Requirements = Rewrite the data from its beginning through the line holding "[186,1147,361,1214]", inclusive, with "pile of cookies" changed to "plate of cookies" and everything else left as is.

Material to process =

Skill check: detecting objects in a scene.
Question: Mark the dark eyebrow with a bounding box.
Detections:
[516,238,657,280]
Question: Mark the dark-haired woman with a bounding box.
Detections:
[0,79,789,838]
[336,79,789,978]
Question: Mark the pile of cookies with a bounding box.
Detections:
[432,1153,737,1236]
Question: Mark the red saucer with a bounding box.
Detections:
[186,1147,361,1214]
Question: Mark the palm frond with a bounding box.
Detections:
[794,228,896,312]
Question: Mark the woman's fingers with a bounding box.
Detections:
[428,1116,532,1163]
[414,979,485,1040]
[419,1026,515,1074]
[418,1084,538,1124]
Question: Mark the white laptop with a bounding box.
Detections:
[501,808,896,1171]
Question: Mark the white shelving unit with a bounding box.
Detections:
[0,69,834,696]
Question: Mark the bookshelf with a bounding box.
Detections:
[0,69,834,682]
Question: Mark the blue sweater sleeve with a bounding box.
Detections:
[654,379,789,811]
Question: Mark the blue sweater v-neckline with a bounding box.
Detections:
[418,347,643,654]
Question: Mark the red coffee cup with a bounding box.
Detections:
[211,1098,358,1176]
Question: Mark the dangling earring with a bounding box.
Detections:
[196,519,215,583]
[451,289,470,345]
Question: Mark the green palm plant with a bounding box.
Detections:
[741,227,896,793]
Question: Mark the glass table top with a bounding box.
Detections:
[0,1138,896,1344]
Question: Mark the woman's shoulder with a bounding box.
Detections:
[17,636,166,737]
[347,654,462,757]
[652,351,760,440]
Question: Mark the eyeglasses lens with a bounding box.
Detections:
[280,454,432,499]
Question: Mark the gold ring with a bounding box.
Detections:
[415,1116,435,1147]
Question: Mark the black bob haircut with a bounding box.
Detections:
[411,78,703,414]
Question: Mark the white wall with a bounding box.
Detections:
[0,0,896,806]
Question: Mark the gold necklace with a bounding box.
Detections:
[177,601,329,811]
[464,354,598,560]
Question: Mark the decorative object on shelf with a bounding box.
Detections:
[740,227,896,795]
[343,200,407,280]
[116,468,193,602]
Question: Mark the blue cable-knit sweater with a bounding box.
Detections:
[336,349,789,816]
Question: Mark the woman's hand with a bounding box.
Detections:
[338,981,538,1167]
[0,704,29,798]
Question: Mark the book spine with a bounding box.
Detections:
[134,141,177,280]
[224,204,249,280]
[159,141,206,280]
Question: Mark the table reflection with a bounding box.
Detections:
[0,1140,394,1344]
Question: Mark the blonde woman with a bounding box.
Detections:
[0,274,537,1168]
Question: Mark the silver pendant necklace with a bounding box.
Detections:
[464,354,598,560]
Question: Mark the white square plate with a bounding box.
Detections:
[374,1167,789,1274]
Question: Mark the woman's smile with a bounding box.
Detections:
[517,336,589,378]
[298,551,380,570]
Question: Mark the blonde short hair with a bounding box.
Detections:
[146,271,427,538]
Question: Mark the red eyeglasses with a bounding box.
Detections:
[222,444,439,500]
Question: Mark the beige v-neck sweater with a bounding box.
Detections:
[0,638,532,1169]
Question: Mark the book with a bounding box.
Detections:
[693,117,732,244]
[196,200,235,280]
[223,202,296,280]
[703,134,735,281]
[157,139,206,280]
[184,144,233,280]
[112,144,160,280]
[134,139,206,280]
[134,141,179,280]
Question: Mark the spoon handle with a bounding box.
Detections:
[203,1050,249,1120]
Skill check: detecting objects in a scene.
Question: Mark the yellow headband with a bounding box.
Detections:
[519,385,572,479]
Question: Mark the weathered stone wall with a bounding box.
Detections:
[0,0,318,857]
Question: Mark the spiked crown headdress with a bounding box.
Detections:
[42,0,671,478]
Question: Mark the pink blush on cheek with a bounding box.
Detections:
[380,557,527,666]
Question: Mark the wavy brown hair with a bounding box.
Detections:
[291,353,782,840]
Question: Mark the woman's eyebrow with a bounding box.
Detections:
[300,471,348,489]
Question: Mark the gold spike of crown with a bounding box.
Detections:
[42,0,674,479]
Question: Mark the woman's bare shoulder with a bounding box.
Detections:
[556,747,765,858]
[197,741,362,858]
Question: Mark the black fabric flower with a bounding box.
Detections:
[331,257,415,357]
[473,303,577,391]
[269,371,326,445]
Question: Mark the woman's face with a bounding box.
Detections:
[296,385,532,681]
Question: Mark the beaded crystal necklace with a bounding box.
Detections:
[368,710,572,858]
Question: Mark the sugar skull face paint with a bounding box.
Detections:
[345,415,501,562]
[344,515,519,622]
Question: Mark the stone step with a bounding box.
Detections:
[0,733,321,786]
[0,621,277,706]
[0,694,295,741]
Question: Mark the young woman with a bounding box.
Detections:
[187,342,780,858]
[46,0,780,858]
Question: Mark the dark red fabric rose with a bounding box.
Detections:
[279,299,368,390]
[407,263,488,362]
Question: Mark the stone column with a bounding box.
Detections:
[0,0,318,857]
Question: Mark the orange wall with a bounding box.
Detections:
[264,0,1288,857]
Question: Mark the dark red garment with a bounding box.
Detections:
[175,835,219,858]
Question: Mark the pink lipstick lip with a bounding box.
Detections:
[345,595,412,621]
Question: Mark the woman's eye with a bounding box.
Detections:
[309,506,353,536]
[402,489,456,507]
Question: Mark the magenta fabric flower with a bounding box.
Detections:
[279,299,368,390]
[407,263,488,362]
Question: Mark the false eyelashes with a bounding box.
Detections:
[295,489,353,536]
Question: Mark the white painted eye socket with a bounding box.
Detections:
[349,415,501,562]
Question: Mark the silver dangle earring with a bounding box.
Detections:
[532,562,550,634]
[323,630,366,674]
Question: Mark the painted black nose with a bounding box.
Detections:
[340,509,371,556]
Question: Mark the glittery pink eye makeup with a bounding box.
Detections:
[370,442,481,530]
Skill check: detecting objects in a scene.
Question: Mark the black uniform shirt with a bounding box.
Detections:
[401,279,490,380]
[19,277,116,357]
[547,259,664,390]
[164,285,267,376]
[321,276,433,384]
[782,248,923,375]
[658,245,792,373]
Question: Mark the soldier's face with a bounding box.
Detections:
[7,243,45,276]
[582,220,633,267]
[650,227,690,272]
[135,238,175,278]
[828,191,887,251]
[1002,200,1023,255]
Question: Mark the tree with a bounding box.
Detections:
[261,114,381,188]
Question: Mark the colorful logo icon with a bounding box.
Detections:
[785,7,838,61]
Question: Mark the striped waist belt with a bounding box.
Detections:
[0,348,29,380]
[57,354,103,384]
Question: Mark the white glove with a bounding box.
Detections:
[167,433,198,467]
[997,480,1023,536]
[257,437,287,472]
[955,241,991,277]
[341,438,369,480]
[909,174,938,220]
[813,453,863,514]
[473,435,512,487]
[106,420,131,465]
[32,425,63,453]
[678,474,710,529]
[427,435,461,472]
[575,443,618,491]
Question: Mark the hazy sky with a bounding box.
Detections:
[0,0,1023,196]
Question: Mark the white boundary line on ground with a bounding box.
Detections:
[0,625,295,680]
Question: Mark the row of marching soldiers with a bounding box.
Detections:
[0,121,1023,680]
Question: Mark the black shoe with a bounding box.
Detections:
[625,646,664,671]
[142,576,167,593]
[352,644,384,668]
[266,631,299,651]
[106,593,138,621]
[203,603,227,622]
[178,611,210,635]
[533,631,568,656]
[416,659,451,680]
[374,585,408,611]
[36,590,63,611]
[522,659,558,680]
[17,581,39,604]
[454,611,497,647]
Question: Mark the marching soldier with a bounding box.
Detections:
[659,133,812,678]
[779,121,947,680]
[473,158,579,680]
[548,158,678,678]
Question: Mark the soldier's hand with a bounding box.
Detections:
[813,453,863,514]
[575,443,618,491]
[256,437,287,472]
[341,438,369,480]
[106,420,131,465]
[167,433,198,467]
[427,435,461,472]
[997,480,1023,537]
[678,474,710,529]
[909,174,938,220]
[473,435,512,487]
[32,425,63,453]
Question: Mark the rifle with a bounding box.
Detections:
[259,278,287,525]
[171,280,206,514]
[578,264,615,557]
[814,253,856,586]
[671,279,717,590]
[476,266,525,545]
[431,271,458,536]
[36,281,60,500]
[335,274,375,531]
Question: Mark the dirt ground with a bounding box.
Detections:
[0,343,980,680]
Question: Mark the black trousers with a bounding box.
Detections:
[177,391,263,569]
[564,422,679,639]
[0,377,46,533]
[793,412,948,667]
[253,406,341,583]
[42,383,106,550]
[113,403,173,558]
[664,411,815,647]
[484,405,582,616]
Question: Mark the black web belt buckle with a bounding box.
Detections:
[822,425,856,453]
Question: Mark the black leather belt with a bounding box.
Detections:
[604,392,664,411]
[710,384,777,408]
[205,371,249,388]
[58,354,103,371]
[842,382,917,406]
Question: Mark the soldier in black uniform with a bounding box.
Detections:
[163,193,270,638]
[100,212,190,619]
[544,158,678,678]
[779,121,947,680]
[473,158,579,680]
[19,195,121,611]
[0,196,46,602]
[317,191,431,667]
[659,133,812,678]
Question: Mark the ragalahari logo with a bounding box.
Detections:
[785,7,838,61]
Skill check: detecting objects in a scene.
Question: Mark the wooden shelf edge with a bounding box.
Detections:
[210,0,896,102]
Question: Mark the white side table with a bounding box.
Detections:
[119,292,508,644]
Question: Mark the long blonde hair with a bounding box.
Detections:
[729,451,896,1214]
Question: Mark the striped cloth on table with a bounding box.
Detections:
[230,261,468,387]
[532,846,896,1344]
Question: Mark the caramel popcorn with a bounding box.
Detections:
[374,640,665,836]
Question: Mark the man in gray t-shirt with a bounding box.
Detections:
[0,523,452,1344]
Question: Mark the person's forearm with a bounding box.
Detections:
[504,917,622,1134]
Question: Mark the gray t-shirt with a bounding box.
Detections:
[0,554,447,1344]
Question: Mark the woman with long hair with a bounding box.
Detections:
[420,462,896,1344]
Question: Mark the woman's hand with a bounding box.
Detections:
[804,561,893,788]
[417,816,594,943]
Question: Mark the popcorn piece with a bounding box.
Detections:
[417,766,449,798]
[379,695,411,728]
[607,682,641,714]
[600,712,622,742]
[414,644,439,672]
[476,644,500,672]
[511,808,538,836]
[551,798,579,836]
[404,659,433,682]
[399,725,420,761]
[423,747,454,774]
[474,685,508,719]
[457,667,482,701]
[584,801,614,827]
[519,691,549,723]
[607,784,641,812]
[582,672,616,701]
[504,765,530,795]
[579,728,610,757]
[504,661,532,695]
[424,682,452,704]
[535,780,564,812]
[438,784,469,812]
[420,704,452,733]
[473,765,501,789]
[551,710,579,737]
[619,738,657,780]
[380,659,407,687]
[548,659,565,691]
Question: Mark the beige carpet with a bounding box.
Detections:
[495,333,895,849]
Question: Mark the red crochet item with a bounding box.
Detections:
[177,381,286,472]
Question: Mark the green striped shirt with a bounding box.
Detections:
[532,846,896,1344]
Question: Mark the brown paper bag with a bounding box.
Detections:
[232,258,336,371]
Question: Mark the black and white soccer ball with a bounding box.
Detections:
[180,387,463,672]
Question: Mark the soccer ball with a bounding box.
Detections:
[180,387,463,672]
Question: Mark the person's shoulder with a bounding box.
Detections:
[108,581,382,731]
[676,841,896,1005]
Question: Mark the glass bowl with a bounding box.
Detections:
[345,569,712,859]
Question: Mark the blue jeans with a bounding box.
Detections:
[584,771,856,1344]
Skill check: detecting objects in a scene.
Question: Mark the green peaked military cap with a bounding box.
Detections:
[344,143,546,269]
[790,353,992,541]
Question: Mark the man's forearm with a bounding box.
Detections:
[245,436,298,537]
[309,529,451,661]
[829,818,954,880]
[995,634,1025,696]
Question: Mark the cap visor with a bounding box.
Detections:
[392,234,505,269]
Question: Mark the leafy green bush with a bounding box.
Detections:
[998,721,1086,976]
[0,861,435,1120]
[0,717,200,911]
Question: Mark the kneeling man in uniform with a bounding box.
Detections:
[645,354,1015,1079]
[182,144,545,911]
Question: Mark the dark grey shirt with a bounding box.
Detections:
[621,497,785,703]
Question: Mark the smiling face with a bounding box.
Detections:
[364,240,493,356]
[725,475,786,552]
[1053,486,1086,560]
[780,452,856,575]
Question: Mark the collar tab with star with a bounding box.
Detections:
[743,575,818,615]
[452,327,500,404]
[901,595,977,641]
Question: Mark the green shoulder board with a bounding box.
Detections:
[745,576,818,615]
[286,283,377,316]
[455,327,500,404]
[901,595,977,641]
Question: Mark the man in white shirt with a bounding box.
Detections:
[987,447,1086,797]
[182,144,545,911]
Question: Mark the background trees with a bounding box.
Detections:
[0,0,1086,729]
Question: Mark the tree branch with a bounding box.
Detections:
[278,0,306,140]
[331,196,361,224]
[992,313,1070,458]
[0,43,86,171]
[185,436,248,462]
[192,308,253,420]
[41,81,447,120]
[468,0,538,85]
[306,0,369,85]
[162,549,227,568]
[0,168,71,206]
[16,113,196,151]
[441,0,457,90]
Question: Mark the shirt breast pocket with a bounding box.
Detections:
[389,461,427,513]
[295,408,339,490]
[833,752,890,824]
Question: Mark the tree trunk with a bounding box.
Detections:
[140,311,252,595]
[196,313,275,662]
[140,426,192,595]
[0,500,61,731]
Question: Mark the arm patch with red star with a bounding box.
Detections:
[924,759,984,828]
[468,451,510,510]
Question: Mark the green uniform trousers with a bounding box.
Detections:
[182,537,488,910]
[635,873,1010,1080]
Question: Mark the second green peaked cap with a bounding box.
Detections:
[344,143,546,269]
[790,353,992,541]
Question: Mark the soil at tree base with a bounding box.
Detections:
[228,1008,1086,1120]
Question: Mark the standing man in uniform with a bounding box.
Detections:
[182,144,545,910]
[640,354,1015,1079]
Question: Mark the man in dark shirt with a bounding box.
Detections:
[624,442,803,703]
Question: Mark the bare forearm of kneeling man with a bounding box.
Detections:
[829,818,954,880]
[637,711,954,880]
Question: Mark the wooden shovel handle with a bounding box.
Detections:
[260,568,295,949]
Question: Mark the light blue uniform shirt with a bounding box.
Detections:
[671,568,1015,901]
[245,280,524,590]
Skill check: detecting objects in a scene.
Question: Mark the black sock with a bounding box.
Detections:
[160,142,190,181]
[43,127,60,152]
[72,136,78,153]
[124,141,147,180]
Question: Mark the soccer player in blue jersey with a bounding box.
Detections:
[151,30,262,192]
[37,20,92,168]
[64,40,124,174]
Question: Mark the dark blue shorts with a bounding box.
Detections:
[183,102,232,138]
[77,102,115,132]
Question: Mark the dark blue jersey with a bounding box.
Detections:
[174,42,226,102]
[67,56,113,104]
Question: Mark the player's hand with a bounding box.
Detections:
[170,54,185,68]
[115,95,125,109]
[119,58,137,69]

Full response =
Skill check: detecting objects in a scene.
Question: Mark the dark eyebrow with a bounding box.
Detections:
[516,238,657,280]
Question: Mark the dark-haired woman with a bounding box.
Detections:
[0,79,789,838]
[336,79,789,978]
Question: Mark the plate of cookies with a bounding box.
Detections:
[432,1153,737,1236]
Question: Mark the red saucer with a bounding box.
Detections:
[186,1147,361,1214]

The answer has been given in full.